→ **Given instruction**
Collect every line of the listing below that contains the string "plaid" and copy each one. Only matches in the same case count.

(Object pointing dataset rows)
-=-=-=-=-
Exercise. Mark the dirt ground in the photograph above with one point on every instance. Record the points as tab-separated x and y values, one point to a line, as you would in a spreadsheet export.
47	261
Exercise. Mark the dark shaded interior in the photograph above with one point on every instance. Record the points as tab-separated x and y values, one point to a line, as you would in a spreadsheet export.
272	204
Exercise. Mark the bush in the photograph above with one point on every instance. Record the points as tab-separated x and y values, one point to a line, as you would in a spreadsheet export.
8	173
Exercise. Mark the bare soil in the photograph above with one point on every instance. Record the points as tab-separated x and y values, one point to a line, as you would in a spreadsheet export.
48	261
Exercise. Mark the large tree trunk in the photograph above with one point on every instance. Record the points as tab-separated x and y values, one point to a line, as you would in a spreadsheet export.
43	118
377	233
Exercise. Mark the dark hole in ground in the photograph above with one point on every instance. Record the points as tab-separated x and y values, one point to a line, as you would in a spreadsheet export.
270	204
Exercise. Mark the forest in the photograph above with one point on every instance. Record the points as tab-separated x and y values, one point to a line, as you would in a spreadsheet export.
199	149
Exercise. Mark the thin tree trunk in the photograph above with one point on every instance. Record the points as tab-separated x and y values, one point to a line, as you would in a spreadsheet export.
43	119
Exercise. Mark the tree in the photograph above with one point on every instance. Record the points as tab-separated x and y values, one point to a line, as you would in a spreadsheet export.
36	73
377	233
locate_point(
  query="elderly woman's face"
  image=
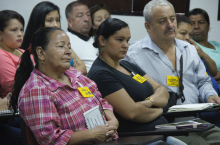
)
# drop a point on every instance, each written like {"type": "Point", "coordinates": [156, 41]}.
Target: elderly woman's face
{"type": "Point", "coordinates": [100, 16]}
{"type": "Point", "coordinates": [58, 54]}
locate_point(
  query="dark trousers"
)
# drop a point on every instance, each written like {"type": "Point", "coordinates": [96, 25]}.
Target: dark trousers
{"type": "Point", "coordinates": [10, 133]}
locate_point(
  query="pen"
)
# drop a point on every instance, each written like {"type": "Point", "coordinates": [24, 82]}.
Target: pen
{"type": "Point", "coordinates": [191, 126]}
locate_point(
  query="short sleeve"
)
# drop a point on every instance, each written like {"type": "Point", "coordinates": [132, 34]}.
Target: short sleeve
{"type": "Point", "coordinates": [39, 112]}
{"type": "Point", "coordinates": [107, 83]}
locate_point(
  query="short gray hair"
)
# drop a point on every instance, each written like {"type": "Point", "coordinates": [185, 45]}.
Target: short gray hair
{"type": "Point", "coordinates": [148, 8]}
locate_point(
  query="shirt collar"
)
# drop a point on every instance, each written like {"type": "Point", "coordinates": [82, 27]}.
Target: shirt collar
{"type": "Point", "coordinates": [53, 85]}
{"type": "Point", "coordinates": [85, 38]}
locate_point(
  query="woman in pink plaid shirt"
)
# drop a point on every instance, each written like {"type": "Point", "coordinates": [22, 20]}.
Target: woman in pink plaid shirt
{"type": "Point", "coordinates": [49, 100]}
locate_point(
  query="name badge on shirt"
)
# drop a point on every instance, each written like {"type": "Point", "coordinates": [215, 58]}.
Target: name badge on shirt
{"type": "Point", "coordinates": [85, 92]}
{"type": "Point", "coordinates": [173, 81]}
{"type": "Point", "coordinates": [139, 78]}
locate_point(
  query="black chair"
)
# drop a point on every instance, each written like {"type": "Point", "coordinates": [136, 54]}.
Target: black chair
{"type": "Point", "coordinates": [143, 137]}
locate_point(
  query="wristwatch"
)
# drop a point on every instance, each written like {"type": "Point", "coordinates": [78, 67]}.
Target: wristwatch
{"type": "Point", "coordinates": [149, 98]}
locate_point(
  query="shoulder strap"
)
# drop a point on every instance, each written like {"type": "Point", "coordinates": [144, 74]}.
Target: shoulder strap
{"type": "Point", "coordinates": [181, 87]}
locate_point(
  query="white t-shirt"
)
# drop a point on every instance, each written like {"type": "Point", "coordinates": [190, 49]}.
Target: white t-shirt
{"type": "Point", "coordinates": [84, 49]}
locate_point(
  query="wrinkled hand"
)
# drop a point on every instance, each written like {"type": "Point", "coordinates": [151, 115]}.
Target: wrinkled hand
{"type": "Point", "coordinates": [146, 103]}
{"type": "Point", "coordinates": [199, 50]}
{"type": "Point", "coordinates": [104, 133]}
{"type": "Point", "coordinates": [217, 77]}
{"type": "Point", "coordinates": [75, 63]}
{"type": "Point", "coordinates": [214, 99]}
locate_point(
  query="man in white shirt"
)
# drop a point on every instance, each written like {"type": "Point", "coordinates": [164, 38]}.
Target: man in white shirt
{"type": "Point", "coordinates": [159, 53]}
{"type": "Point", "coordinates": [79, 25]}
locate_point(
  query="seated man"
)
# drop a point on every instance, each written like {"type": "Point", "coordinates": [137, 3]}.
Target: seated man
{"type": "Point", "coordinates": [158, 54]}
{"type": "Point", "coordinates": [201, 25]}
{"type": "Point", "coordinates": [184, 29]}
{"type": "Point", "coordinates": [79, 25]}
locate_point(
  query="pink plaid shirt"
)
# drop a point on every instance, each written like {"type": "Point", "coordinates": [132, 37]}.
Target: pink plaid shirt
{"type": "Point", "coordinates": [53, 110]}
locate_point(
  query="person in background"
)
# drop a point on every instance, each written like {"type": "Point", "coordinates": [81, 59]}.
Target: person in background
{"type": "Point", "coordinates": [184, 32]}
{"type": "Point", "coordinates": [159, 55]}
{"type": "Point", "coordinates": [11, 37]}
{"type": "Point", "coordinates": [47, 14]}
{"type": "Point", "coordinates": [79, 24]}
{"type": "Point", "coordinates": [99, 13]}
{"type": "Point", "coordinates": [137, 105]}
{"type": "Point", "coordinates": [48, 98]}
{"type": "Point", "coordinates": [201, 25]}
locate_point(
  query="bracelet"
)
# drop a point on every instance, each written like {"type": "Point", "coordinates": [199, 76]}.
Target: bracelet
{"type": "Point", "coordinates": [149, 98]}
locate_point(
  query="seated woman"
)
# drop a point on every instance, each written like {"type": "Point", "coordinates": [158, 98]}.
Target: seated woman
{"type": "Point", "coordinates": [11, 37]}
{"type": "Point", "coordinates": [48, 95]}
{"type": "Point", "coordinates": [136, 98]}
{"type": "Point", "coordinates": [184, 32]}
{"type": "Point", "coordinates": [99, 13]}
{"type": "Point", "coordinates": [200, 27]}
{"type": "Point", "coordinates": [46, 14]}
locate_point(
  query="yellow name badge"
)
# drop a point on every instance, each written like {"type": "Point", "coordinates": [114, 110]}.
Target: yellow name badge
{"type": "Point", "coordinates": [85, 92]}
{"type": "Point", "coordinates": [139, 78]}
{"type": "Point", "coordinates": [173, 81]}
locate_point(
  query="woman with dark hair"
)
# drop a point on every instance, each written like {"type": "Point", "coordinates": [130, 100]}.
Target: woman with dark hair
{"type": "Point", "coordinates": [99, 13]}
{"type": "Point", "coordinates": [50, 95]}
{"type": "Point", "coordinates": [200, 27]}
{"type": "Point", "coordinates": [11, 37]}
{"type": "Point", "coordinates": [136, 98]}
{"type": "Point", "coordinates": [47, 14]}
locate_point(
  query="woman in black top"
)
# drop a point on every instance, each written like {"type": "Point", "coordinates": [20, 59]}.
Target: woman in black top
{"type": "Point", "coordinates": [137, 106]}
{"type": "Point", "coordinates": [137, 103]}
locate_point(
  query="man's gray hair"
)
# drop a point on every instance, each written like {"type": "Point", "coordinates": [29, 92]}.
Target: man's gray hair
{"type": "Point", "coordinates": [148, 8]}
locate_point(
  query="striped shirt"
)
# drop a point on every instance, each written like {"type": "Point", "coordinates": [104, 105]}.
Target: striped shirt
{"type": "Point", "coordinates": [53, 110]}
{"type": "Point", "coordinates": [150, 58]}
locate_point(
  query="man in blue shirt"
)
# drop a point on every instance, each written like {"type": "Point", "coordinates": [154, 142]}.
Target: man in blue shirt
{"type": "Point", "coordinates": [158, 54]}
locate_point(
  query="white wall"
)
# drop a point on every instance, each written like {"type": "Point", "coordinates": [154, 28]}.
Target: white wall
{"type": "Point", "coordinates": [136, 23]}
{"type": "Point", "coordinates": [24, 7]}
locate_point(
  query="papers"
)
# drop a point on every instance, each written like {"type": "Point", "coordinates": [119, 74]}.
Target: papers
-=-=-=-=-
→ **Response to this task**
  query="woman in pink plaid shirt"
Target: woman in pink plaid shirt
  query="pink plaid shirt"
Target: pink plaid shirt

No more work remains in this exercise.